What you are asked to do: Reproduce all records exactly.

--- Start of Supplied material ---

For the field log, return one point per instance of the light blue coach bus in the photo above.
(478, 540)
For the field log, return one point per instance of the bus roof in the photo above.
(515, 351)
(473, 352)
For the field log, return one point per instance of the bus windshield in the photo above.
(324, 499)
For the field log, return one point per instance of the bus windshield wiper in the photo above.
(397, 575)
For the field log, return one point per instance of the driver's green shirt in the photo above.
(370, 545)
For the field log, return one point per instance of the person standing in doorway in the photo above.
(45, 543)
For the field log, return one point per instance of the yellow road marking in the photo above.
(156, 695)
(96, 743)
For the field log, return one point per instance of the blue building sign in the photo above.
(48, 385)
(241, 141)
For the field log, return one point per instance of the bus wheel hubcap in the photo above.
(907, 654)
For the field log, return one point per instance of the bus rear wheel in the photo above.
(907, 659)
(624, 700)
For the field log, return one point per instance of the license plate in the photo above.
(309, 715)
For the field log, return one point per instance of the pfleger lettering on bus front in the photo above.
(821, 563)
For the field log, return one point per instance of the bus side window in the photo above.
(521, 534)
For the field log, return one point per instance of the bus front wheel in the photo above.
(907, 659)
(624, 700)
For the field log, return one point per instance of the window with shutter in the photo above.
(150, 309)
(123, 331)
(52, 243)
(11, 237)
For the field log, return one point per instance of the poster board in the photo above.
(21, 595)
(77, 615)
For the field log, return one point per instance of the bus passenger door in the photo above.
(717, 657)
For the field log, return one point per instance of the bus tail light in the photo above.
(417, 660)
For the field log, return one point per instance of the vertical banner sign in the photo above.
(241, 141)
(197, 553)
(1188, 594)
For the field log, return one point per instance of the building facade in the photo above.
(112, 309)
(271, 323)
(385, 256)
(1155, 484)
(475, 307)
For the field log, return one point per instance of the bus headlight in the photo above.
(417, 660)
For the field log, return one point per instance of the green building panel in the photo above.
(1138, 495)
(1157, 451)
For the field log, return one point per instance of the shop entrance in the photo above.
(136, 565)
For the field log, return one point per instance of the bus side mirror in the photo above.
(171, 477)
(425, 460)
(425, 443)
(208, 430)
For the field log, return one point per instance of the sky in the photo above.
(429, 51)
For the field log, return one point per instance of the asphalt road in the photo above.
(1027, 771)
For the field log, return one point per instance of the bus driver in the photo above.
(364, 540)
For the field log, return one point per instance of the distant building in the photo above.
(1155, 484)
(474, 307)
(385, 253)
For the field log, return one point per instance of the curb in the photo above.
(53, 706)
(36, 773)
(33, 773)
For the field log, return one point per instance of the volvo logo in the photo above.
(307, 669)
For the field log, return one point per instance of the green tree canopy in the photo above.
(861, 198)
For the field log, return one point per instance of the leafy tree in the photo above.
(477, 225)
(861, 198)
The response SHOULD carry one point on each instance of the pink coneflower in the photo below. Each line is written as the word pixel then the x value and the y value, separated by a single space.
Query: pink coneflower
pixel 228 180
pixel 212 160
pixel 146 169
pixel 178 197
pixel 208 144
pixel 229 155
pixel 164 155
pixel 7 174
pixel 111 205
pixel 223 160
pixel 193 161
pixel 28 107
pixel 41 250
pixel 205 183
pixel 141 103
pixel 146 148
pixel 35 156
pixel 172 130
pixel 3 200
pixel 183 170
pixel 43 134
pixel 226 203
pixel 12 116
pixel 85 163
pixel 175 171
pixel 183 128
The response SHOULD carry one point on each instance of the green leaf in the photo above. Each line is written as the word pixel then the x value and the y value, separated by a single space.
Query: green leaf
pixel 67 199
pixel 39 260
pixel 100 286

--- End of Supplied material ---

Complete output:
For the field log, return one point per instance of the light blue coach bus in the photo above.
(478, 540)
For the field log, return one point per instance of the bus roof in the photo above.
(515, 351)
(473, 352)
For the field log, return one point per instance of the bus windshield in the photo above.
(324, 499)
For the field log, return one point per instance of the bus windshield wiper in the photo above.
(397, 575)
For the field log, return one point per instance of the driver's green shirt in the photo above.
(370, 545)
For the field log, return one point per instance of the person standing in doorway in the photo above.
(45, 543)
For the field log, return one point per instance of the yellow road marking in the photo above.
(156, 695)
(96, 743)
For the field log, return one point per instance of the blue building sign in the photo above.
(48, 385)
(241, 141)
For the field log, return one point per instance of the bus wheel hubcap in the photo above.
(907, 654)
For the field log, return one point per instance of the bus rear wheel in the photo above.
(907, 659)
(624, 700)
For the field log, return one point per instance of the license plate in the photo above.
(309, 715)
For the field log, return one point per instance of the pfleger lettering on bus front in the photo above.
(821, 563)
For the field log, return one point per instance of the bus side window in the photo above.
(521, 534)
For the field log, return one point per instance of the bus front wheel in the photo above.
(907, 659)
(624, 700)
For the field log, return one point per instance of the window with shutter in the photo above.
(150, 309)
(123, 331)
(52, 243)
(11, 237)
For the field log, return one point per instance of the poster board in the photo above.
(21, 595)
(77, 615)
For the field log, return one point per instance of the bus passenger door in the photo above.
(717, 657)
For the field log, return one point per instance of the bus tail light in the photo above.
(417, 660)
For the field log, return one point per instance of the vertical banner sign in the photo above.
(241, 141)
(197, 553)
(1188, 594)
For the field log, return one point per instance of the building facade in the photo above.
(112, 309)
(271, 323)
(385, 256)
(1155, 484)
(475, 307)
For the field log, return one point per instance of the bus headlight in the photo above.
(417, 660)
For the field log, return one point per instance of the green building panel in the photo above.
(1138, 495)
(1157, 451)
For the field log, return one point per instance of the shop entrance in the photo above.
(136, 565)
For the field log, return one point per instance of the bus side mirror in the photo above.
(171, 477)
(425, 460)
(425, 443)
(208, 430)
For the field log, return one point per instance of the sky in the photo above.
(429, 51)
For the field log, return one point per instance of the asphalt road in the photo above.
(1027, 771)
For the field log, return one point per instance of the bus driver in the photo above.
(364, 540)
For the field log, return one point per instance of the distant building in the photo above.
(1155, 484)
(474, 307)
(385, 253)
For the field log, return one point per instance of the curb in the photo above.
(53, 706)
(36, 773)
(33, 773)
For the field log, return one point per instance of the volvo logo in the photo above.
(307, 669)
For the field log, return one point per instance of the green tree canopy in the photo above.
(861, 198)
For the field log, return one point per instance of the leafy tree in the photo above.
(477, 225)
(861, 198)
The response SHOULD carry one point on each instance of the pink coneflower in the photo below. Each line is written as the word pixel then the x value and the y value, separated by a single space.
Query: pink coneflower
pixel 228 180
pixel 212 160
pixel 146 169
pixel 178 197
pixel 208 144
pixel 229 155
pixel 164 155
pixel 7 174
pixel 111 205
pixel 223 160
pixel 193 161
pixel 28 107
pixel 41 250
pixel 205 183
pixel 141 103
pixel 146 148
pixel 35 156
pixel 172 130
pixel 3 200
pixel 183 170
pixel 43 134
pixel 226 203
pixel 12 116
pixel 85 163
pixel 175 171
pixel 183 128
The response SHOULD carry one point on each instance of the green leaf in the photo above. Each line is written as the word pixel then the x value and the y value, separated by a single space.
Query: green leaf
pixel 67 199
pixel 39 260
pixel 100 286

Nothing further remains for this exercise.